§ **TASKS AND EXERCISES**
[1] According to the passage on wind power and emissions, which fuel's electricity production does the dynamic model show wind power crowding out?
[2] Continue the passage on wind power subsidies and emissions from where it stops.

*** Opening of SELECTED EXCERPT ***

Renewable energy subsidies have been a politically popular program over the past decade. These subsidies have led to explosive growth in wind power installations across the United States, especially in the Midwest and Texas. Renewable subsidies are largely motivated by their environmental benefits as they do not emit CO2, NOx, SO2, or other pollutants which are produced by fossil fuel generators. Given the lack of a national climate legislation, renewable energy subsidies are likely to be continued to be used as one of the major policy instruments for mitigating carbon dioxide emissions in the near future. As such, a better understanding of the impact of subsidization on emissions is imperative.
This paper introduces an approach to directly measure the impact of wind power on emissions using observed generating behavior. The quantity of pollutants offset by wind power depends crucially on which generators reduce production when wind power comes online. By exploiting the quasi-experimental variation in wind power production driven by weather fluctuations, it is possible to identify generator specific production offsets due to wind power. Importantly, dynamics play a critical role in the estimation procedure. Failing to account for dynamics in generator operations leads to overly optimistic estimates of emission offsets. Although a static model would indicate that wind has a significant impact on the operation of coal generators, the results from a dynamic model show that wind power only crowds out electricity production fueled by natural gas.

*** Close of SELECTED EXCERPT ***
*** Opening of SUPPLIED DATA ***

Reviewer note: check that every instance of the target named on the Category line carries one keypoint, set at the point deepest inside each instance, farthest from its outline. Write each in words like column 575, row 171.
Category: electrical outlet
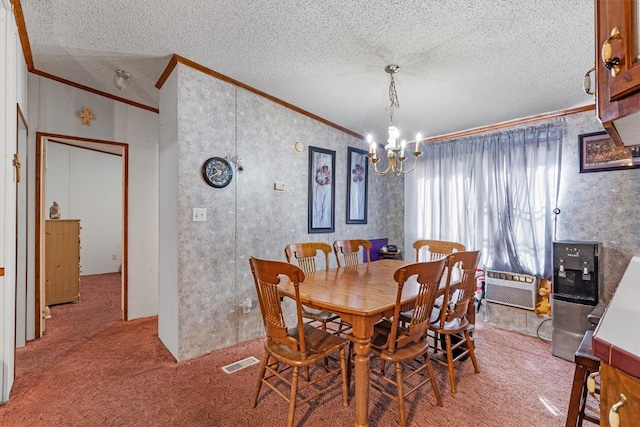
column 199, row 214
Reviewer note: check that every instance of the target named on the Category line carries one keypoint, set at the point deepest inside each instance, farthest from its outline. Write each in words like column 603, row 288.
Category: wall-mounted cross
column 86, row 115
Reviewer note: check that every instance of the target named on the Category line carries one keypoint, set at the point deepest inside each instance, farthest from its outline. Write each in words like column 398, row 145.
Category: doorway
column 79, row 149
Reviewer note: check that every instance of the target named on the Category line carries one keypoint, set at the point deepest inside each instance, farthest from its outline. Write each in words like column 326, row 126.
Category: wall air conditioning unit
column 517, row 290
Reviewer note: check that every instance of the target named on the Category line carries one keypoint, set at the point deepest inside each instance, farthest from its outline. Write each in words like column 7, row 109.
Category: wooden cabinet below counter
column 613, row 383
column 62, row 261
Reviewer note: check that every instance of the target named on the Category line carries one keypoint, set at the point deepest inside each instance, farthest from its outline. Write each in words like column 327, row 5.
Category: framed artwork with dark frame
column 599, row 153
column 357, row 181
column 322, row 190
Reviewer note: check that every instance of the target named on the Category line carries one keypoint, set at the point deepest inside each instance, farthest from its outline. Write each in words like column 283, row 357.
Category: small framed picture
column 599, row 153
column 357, row 176
column 322, row 190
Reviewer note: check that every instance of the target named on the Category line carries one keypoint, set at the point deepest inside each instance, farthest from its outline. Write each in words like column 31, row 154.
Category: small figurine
column 54, row 211
column 543, row 307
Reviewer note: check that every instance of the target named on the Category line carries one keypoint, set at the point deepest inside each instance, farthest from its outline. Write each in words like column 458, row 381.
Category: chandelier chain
column 393, row 99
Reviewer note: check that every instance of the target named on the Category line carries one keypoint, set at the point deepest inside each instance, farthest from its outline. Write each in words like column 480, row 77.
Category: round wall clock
column 217, row 172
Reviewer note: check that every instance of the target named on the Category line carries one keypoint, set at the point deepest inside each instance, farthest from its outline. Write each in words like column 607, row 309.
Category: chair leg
column 292, row 397
column 472, row 353
column 345, row 381
column 434, row 383
column 399, row 384
column 576, row 391
column 263, row 368
column 452, row 379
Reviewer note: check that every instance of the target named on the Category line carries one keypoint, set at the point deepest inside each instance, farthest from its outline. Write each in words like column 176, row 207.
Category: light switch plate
column 199, row 214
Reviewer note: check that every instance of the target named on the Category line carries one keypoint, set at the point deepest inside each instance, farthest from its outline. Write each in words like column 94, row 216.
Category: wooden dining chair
column 306, row 255
column 400, row 345
column 437, row 248
column 299, row 347
column 350, row 250
column 452, row 317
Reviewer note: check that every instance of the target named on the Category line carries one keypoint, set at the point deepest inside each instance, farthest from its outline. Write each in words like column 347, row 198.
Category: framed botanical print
column 598, row 153
column 322, row 190
column 357, row 181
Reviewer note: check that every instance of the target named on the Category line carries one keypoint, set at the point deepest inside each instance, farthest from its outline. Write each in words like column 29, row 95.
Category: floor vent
column 240, row 364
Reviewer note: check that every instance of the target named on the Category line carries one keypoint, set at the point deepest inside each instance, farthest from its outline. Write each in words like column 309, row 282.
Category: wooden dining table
column 361, row 295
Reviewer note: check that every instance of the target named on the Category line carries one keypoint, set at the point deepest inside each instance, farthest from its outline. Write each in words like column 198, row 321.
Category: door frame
column 40, row 182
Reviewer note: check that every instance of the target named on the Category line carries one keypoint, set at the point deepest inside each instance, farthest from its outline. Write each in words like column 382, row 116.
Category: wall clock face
column 217, row 172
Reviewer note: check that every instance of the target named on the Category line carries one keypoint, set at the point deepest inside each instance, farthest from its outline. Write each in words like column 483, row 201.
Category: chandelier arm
column 382, row 173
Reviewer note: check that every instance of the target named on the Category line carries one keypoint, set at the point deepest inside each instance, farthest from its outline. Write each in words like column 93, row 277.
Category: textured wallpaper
column 598, row 206
column 248, row 218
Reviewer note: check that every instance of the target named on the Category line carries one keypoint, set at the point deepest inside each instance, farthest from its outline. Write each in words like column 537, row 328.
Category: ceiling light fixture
column 121, row 79
column 395, row 151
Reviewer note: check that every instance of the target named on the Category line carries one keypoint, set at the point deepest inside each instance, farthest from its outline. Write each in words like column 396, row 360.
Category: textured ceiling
column 464, row 63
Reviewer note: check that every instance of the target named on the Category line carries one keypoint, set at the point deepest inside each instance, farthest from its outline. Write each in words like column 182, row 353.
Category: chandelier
column 395, row 150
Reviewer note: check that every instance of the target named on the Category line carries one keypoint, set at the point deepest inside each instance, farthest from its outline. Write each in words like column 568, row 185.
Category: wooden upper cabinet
column 618, row 97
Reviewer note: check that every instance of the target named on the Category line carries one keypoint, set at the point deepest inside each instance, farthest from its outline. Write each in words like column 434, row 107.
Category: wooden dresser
column 62, row 261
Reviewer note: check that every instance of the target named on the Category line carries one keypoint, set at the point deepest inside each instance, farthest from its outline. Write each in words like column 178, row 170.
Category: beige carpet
column 92, row 370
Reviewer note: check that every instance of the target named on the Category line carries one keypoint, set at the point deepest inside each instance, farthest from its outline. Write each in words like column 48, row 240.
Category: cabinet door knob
column 610, row 62
column 614, row 416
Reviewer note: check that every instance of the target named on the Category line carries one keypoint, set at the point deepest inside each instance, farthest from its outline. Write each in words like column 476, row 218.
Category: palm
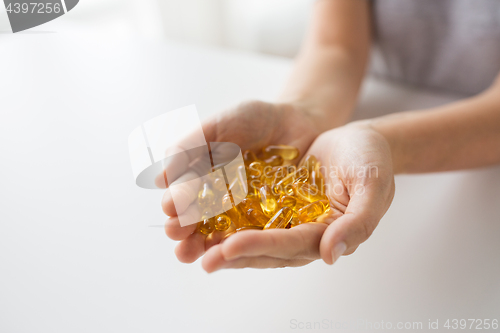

*** Close of SUPPLIED DATA ***

§ **ANSWERS**
[1] Natural gas.

[2]
The model was used to estimate wind power offsets for generators on the Texas electricity grid. The results showed that one MWh of wind power production offsets less than half a ton of CO2, almost one pound of NOx, and no discernible amount of SO2. As a benchmark for the economic benefits of renewable subsidies, I compared the value of offset emissions to the cost of subsidizing wind farms for a range of possible emission values. I found that the value of subsidizing wind power is driven primarily by CO2 offsets, but that the social costs of CO2, would have to be greater than $42/ton in order for the environmental benefits of wind power to have outweighed the costs of subsidies.